-------- Given entries --------

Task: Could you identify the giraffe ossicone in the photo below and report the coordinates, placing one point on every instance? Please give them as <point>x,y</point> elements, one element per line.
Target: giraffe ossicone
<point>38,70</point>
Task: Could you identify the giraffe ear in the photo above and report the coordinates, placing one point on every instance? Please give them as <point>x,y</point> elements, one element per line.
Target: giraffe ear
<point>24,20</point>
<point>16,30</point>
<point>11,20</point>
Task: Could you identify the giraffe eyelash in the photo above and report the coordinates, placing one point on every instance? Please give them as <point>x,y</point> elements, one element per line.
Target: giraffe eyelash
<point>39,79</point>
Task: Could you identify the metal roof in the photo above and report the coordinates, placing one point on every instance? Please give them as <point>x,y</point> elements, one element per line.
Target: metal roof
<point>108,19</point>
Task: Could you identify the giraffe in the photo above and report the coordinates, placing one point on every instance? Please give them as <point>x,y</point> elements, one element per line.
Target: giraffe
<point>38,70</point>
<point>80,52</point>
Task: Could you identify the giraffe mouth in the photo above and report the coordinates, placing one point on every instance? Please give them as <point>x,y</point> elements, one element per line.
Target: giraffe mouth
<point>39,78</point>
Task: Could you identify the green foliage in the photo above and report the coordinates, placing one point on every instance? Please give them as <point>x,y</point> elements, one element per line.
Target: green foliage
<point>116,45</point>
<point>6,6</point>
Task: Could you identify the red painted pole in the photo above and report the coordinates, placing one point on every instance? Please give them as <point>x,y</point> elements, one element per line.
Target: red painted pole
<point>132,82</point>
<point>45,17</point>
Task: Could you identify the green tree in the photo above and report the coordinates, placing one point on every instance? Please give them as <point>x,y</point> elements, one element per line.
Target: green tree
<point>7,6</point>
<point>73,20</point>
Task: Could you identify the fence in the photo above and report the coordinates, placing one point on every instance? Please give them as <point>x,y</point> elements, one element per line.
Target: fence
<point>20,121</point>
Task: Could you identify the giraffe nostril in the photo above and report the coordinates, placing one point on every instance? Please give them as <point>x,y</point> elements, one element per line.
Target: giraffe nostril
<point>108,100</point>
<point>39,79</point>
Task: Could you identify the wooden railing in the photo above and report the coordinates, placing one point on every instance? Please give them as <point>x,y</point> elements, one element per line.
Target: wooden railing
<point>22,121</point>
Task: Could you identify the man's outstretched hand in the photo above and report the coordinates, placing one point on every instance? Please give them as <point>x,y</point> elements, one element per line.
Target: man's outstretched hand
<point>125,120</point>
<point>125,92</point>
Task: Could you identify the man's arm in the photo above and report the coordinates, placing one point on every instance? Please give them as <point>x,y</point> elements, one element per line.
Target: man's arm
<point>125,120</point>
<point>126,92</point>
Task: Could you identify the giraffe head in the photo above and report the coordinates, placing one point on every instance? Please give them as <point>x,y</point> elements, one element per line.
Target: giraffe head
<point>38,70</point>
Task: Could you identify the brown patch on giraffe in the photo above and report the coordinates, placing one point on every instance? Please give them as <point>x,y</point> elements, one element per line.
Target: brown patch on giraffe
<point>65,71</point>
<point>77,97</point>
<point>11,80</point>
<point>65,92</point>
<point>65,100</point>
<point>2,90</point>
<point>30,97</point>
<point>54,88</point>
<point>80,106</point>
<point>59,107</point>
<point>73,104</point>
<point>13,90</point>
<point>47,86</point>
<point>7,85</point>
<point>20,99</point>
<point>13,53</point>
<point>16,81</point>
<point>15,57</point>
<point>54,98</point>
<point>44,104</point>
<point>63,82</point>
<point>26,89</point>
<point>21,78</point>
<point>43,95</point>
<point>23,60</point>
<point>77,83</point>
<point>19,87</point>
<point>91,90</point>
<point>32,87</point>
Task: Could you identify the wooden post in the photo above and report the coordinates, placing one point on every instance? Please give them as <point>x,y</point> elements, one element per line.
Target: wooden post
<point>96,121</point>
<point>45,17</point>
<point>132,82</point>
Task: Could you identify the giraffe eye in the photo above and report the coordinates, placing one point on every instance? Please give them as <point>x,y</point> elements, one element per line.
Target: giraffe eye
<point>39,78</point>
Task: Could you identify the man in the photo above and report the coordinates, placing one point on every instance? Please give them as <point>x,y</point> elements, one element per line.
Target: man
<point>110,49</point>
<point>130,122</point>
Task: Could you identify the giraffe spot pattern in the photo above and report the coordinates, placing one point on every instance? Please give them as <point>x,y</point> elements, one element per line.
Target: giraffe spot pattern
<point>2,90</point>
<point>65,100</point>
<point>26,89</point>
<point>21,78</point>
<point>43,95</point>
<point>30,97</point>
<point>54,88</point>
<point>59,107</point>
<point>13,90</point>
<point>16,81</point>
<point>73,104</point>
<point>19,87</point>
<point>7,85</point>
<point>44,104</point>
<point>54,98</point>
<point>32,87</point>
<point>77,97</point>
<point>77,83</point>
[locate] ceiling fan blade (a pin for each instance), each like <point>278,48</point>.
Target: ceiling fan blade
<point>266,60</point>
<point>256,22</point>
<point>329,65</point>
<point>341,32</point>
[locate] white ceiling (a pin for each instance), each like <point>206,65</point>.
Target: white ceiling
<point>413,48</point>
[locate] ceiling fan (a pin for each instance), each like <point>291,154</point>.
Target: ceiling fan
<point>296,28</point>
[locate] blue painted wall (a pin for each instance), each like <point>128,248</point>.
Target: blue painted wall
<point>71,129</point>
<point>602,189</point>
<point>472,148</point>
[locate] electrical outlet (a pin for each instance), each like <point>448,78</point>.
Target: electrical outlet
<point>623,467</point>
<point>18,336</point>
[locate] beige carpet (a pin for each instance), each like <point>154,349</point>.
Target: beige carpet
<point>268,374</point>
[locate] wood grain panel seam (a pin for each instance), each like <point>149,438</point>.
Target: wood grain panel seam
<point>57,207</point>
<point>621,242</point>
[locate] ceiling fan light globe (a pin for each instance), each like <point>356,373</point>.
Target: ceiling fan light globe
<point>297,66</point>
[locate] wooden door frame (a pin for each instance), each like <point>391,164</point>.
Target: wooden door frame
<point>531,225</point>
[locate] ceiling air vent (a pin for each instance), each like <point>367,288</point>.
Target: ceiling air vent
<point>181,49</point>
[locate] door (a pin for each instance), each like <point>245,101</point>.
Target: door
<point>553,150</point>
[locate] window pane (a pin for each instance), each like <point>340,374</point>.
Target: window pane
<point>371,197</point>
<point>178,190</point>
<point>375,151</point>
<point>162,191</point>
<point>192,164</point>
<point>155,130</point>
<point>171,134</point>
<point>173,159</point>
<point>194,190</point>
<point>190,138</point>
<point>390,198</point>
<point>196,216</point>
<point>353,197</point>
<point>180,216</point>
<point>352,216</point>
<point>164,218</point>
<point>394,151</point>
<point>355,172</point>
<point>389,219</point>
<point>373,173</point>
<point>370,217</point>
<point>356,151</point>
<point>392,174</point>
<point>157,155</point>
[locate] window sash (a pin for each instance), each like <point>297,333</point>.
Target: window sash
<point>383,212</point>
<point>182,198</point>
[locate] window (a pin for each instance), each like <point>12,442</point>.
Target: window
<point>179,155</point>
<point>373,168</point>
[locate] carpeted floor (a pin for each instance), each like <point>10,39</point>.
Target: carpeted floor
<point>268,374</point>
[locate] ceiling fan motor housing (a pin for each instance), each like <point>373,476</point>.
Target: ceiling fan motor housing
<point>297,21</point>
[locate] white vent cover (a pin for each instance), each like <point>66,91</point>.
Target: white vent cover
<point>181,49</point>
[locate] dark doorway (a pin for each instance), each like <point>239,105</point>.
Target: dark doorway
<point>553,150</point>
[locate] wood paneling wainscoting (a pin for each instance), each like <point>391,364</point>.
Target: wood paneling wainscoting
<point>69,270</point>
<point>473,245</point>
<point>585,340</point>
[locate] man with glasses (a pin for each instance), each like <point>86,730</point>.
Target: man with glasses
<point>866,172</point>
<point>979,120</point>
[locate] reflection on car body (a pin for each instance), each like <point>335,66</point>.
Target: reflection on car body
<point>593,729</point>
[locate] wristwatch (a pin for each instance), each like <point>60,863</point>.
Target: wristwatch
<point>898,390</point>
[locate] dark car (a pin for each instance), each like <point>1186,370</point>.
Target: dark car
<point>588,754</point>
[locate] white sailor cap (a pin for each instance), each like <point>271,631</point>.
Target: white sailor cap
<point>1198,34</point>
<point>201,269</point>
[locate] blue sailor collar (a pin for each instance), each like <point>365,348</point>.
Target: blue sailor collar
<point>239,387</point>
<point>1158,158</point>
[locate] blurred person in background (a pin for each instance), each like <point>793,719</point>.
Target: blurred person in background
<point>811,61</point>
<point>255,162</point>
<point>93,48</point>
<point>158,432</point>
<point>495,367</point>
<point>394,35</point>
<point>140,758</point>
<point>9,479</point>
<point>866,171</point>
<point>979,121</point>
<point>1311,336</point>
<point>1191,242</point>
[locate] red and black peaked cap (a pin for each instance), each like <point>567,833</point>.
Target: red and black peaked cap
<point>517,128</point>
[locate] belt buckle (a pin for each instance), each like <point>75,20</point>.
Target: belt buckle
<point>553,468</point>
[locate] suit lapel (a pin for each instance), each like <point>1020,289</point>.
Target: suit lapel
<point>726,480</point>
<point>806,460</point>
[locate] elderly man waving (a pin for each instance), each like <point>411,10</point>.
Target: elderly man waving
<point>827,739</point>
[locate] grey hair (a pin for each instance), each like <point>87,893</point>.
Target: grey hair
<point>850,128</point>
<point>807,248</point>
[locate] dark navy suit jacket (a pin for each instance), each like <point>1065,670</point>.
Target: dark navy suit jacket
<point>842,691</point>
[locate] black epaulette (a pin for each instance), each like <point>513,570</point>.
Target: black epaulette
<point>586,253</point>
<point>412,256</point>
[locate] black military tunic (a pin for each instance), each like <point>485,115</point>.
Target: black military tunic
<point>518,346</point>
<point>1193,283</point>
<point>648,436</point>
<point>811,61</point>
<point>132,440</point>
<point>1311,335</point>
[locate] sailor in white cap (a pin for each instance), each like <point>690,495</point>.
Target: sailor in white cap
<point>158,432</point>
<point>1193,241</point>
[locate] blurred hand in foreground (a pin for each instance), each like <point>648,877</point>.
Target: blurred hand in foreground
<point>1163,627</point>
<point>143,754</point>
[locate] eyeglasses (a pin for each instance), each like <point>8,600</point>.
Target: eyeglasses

--------

**Exercise objective**
Find the line with "Target: wooden railing" in the entries above. Retype it and each line after it, exactly, through the line with "Task: Could you identify the brown", and stop there.

**Answer for this exercise**
Target: wooden railing
<point>22,121</point>
Task: Could you identify the man's outstretched hand in the photo above and report the coordinates, placing one point on every instance? Please give them as <point>x,y</point> elements, one element per line.
Target: man's outstretched hand
<point>125,120</point>
<point>125,92</point>
Task: Could you identify the man's arm in the photo above and report the coordinates, placing one point on every instance? Please give them as <point>x,y</point> elements, one element per line.
Target: man's arm
<point>125,120</point>
<point>126,92</point>
Task: Could you identify the giraffe head in the photo above and report the coordinates, placing one point on every instance? Please give them as <point>x,y</point> elements, one element per line.
Target: giraffe head
<point>38,70</point>
Task: Could you identify the brown patch on giraffe in the photo above and report the coordinates, placing one point on every instance? Please give them as <point>x,y</point> elements, one element per line.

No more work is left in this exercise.